What this task involves:
Below is a listing. Write out exactly its lines between the one holding "The target of" and the one holding "negative clicks: (469, 101) (430, 109)", inclusive.
START Data for analysis
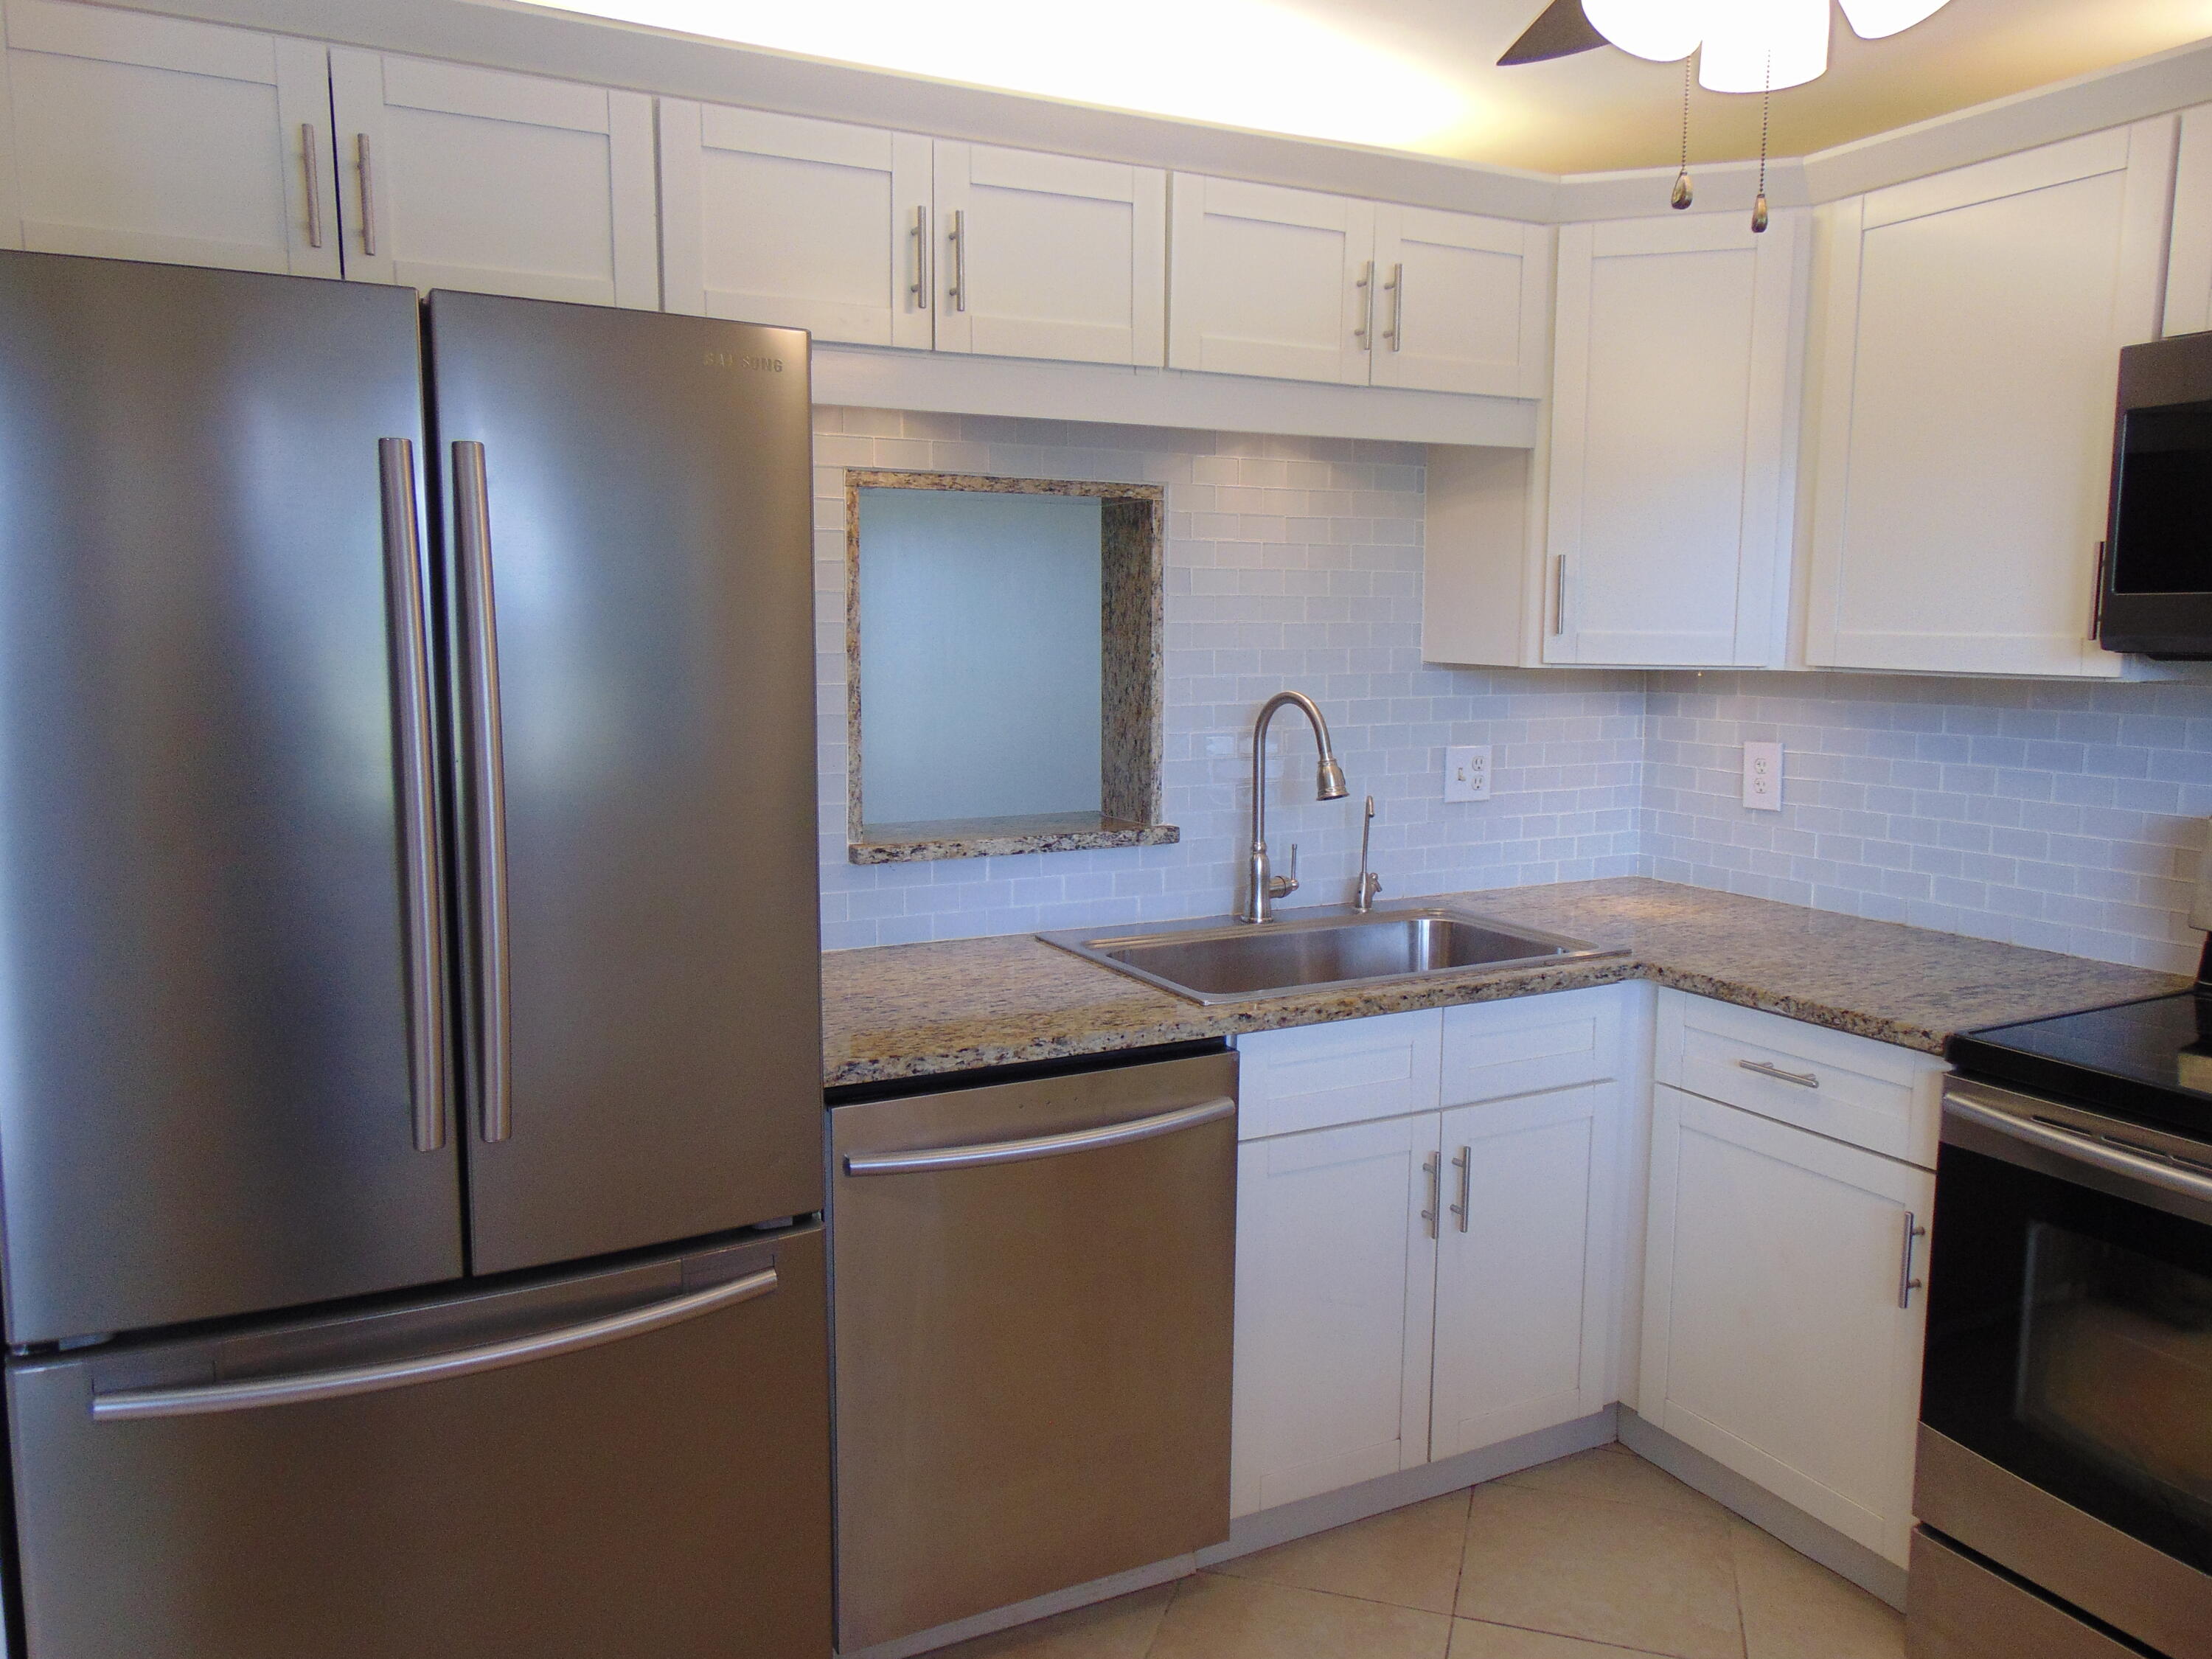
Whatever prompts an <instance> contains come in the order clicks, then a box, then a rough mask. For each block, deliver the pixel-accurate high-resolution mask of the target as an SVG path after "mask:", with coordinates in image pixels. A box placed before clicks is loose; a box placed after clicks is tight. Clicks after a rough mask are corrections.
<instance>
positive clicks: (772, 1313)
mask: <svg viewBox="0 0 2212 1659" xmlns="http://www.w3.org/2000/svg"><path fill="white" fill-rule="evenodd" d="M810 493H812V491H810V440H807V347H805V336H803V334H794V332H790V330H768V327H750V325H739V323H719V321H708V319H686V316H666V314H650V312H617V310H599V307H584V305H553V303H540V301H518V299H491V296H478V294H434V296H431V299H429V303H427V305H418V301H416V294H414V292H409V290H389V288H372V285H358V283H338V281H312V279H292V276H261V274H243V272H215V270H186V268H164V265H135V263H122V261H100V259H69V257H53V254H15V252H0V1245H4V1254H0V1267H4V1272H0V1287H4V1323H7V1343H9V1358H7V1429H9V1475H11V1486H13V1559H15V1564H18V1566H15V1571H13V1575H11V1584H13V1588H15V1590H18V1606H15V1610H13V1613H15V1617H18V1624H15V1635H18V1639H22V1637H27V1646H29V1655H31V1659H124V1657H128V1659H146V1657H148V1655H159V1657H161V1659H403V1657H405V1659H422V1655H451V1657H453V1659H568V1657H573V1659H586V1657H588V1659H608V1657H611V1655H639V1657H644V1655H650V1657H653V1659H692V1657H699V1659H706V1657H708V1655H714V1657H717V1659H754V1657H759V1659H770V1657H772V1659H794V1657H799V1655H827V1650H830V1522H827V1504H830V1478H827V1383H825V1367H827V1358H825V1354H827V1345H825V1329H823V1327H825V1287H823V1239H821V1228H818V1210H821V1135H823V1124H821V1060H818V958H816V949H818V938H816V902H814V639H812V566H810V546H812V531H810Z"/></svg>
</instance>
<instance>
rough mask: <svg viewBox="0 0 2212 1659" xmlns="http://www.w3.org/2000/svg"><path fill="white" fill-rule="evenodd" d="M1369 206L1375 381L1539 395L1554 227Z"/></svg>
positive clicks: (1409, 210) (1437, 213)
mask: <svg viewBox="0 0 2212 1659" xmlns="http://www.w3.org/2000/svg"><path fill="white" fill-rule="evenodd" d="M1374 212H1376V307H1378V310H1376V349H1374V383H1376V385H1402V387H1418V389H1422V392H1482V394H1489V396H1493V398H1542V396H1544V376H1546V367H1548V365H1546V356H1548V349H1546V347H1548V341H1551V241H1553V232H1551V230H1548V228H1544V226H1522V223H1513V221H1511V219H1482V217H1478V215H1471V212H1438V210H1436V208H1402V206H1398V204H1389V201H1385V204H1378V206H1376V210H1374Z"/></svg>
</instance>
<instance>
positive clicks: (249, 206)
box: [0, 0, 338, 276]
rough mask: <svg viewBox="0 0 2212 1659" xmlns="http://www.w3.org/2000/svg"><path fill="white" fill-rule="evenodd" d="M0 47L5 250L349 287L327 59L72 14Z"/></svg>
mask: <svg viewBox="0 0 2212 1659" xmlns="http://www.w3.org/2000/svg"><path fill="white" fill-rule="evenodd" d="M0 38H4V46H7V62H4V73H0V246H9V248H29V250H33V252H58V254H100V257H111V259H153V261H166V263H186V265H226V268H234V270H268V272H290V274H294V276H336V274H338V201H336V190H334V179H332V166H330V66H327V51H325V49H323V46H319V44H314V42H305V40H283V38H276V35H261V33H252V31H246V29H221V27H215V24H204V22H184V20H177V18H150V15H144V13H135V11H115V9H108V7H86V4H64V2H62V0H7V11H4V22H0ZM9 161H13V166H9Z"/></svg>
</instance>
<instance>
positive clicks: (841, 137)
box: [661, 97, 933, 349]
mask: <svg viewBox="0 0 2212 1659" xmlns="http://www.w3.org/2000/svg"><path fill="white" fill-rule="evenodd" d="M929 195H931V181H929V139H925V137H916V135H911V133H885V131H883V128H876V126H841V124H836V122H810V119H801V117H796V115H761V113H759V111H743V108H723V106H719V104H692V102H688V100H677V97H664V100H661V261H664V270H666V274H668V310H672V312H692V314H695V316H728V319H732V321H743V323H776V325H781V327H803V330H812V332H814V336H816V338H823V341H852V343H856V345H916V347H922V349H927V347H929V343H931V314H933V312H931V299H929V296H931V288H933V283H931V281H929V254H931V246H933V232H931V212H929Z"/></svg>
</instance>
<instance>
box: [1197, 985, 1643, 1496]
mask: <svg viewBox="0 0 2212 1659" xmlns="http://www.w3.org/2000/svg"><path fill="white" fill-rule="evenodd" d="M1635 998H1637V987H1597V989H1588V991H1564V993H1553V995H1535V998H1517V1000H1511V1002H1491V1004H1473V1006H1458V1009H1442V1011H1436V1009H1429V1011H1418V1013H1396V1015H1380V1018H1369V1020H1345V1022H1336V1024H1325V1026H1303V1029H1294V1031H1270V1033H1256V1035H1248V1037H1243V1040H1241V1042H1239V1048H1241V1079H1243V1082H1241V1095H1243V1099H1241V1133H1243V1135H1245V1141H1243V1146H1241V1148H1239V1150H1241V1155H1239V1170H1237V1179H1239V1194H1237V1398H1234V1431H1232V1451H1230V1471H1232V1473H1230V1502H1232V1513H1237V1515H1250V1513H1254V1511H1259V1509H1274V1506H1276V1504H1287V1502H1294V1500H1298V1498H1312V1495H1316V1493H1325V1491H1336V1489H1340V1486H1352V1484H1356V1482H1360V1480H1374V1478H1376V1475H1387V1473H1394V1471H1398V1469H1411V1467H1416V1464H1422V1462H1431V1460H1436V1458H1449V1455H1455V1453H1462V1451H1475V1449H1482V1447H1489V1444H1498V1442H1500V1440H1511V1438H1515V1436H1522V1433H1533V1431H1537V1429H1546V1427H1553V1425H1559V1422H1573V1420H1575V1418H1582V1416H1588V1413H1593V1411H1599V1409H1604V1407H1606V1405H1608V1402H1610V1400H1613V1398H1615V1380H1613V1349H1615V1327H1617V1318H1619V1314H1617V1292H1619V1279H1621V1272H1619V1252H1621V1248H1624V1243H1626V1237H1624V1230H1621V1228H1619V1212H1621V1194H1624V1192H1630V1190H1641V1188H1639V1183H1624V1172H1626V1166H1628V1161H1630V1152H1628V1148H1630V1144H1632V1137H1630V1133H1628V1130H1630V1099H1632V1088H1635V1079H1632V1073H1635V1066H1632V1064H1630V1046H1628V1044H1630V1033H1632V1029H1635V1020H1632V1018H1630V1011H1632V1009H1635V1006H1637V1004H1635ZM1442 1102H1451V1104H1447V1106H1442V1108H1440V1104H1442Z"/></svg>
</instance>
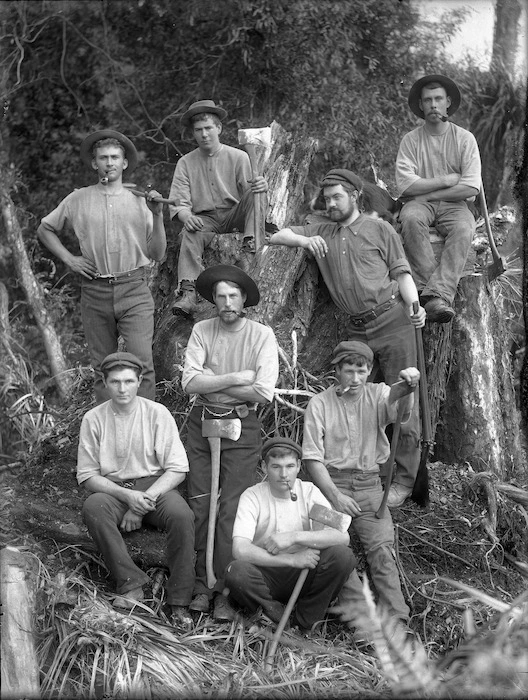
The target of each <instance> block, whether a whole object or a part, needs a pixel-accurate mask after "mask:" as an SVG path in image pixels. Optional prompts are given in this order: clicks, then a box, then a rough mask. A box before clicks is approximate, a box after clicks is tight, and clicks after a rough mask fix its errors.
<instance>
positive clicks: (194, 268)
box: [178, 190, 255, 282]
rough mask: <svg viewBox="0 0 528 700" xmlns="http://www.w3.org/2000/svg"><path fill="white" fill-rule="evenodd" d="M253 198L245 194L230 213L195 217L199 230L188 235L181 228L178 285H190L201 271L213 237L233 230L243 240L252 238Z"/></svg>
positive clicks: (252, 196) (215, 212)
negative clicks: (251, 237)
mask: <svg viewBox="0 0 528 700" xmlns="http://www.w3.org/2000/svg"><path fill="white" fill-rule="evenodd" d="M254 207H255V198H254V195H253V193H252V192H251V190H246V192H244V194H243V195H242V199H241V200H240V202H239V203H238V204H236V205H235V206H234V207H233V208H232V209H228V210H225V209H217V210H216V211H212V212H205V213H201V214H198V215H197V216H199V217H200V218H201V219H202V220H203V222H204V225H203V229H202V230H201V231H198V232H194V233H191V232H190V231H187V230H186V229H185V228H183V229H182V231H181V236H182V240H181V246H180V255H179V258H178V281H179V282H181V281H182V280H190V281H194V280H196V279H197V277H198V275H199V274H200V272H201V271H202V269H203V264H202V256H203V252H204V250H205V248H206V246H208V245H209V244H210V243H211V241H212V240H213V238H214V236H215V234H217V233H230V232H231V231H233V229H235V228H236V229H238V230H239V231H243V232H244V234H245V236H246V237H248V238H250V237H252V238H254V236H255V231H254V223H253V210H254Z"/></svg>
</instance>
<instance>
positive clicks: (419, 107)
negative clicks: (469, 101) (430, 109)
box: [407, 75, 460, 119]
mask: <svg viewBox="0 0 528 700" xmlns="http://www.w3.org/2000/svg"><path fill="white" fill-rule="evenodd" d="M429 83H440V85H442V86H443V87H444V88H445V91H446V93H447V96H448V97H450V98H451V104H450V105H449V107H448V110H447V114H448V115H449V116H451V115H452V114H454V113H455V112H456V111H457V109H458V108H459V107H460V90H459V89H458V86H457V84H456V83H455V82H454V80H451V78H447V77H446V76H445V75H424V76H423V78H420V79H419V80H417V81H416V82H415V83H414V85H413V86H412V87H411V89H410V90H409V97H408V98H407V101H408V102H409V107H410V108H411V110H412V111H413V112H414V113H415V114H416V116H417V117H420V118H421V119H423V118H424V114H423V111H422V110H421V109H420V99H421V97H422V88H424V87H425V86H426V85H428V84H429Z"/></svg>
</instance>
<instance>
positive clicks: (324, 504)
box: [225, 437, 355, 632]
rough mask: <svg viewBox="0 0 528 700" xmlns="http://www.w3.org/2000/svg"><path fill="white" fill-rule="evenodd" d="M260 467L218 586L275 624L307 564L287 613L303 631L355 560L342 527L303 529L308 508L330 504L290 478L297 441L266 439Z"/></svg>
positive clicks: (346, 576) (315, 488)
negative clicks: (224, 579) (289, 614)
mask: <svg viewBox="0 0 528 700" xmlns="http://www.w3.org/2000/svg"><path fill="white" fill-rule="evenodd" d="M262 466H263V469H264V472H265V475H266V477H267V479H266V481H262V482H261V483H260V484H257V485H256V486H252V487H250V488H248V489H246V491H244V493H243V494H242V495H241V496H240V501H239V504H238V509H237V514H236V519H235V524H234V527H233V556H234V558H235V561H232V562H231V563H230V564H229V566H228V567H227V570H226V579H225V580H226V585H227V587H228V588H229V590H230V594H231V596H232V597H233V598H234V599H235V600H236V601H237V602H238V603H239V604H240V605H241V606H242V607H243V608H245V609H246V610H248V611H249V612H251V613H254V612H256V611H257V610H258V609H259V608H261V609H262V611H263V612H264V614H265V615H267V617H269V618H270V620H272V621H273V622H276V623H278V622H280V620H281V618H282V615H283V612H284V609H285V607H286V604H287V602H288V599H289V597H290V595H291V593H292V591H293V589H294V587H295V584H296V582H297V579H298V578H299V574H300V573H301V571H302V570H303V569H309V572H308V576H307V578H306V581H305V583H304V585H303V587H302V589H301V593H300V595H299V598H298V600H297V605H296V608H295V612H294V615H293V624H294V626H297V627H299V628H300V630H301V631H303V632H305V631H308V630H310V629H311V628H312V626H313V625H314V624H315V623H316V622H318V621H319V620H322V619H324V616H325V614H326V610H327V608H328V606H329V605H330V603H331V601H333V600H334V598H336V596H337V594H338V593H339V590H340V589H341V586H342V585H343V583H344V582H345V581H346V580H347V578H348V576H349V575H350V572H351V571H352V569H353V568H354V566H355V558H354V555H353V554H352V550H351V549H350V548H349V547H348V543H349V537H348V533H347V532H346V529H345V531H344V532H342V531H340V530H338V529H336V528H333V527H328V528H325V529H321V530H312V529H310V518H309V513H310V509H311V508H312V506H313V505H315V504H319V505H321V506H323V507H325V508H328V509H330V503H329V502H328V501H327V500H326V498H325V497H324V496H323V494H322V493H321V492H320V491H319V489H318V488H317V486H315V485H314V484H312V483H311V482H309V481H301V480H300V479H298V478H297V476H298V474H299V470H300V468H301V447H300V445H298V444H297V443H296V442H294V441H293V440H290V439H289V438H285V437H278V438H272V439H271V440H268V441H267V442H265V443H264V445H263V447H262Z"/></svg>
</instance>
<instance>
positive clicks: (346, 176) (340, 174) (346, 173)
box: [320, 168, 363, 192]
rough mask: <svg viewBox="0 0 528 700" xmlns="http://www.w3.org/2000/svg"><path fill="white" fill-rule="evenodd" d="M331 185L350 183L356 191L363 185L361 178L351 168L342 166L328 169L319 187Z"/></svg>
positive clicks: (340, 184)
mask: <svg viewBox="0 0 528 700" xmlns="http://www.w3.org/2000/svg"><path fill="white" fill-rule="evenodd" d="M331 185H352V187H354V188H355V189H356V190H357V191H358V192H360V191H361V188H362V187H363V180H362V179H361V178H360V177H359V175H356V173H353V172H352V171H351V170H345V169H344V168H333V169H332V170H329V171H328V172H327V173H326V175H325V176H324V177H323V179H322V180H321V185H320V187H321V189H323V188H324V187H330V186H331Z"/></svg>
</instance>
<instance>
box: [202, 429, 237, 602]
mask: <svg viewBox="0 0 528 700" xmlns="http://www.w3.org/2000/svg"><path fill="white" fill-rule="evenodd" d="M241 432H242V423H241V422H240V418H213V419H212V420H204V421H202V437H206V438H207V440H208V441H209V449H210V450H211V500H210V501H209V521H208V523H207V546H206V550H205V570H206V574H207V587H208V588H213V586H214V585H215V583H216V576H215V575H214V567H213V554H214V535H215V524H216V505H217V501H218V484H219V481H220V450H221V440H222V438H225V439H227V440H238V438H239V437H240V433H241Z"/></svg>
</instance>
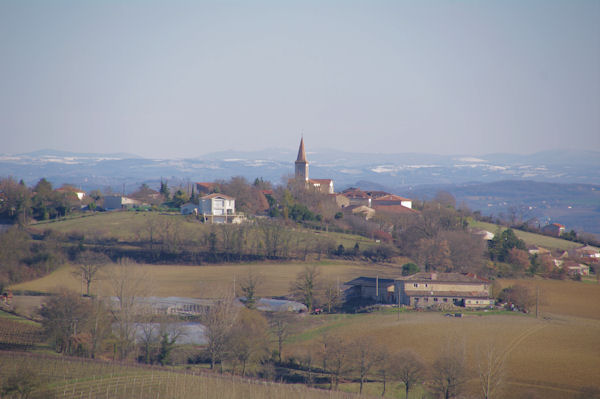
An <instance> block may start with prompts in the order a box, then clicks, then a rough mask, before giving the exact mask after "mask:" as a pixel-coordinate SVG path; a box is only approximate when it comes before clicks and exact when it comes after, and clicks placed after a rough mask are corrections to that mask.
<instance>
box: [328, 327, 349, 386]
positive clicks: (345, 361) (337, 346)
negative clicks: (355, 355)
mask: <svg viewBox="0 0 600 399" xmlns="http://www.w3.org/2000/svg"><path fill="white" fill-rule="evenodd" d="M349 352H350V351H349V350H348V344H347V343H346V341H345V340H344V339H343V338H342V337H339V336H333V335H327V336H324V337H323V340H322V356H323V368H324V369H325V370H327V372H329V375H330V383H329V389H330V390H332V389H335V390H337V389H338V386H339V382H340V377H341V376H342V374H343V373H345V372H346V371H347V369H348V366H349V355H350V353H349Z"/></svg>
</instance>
END Data for analysis
Answer to the problem:
The target of each <instance> block, whether a whole object or a part, needs a pixel-accurate mask after "mask:" as an SVG path in image pixels. Optional prompts are given in this order: clicks, then a box, then a rough mask. A box before clicks is approximate, a box after clicks is tight, and clicks after a rough mask fix its errors.
<instance>
positive clicks: (194, 268)
box: [178, 190, 255, 282]
rough mask: <svg viewBox="0 0 528 700" xmlns="http://www.w3.org/2000/svg"><path fill="white" fill-rule="evenodd" d="M253 198L245 194L230 213L195 217L199 230L188 235L181 228L178 285H190L201 271L213 237L233 230L243 240L252 238Z"/></svg>
positive clicks: (252, 196) (215, 212)
negative clicks: (251, 237)
mask: <svg viewBox="0 0 528 700" xmlns="http://www.w3.org/2000/svg"><path fill="white" fill-rule="evenodd" d="M254 207H255V198H254V195H253V193H252V192H251V190H246V192H244V194H243V195H242V199H241V200H240V202H239V203H238V204H236V205H235V206H234V207H233V208H232V209H228V210H225V209H217V210H216V211H212V212H205V213H201V214H198V215H197V216H199V217H200V218H201V219H202V220H203V222H204V225H203V229H202V230H201V231H198V232H194V233H191V232H190V231H187V230H186V229H185V228H183V229H182V231H181V236H182V240H181V246H180V255H179V258H178V281H179V282H181V281H182V280H190V281H194V280H196V279H197V277H198V275H199V274H200V272H201V271H202V269H203V264H202V256H203V252H204V250H205V248H206V246H208V245H209V244H210V243H211V241H212V240H213V238H214V236H215V234H217V233H230V232H231V231H233V229H235V228H236V229H238V230H239V231H243V232H244V234H245V236H246V237H248V238H250V237H252V238H254V236H255V231H254V223H253V210H254Z"/></svg>
</instance>
<instance>
positive clicks: (419, 107)
negative clicks: (469, 101) (430, 109)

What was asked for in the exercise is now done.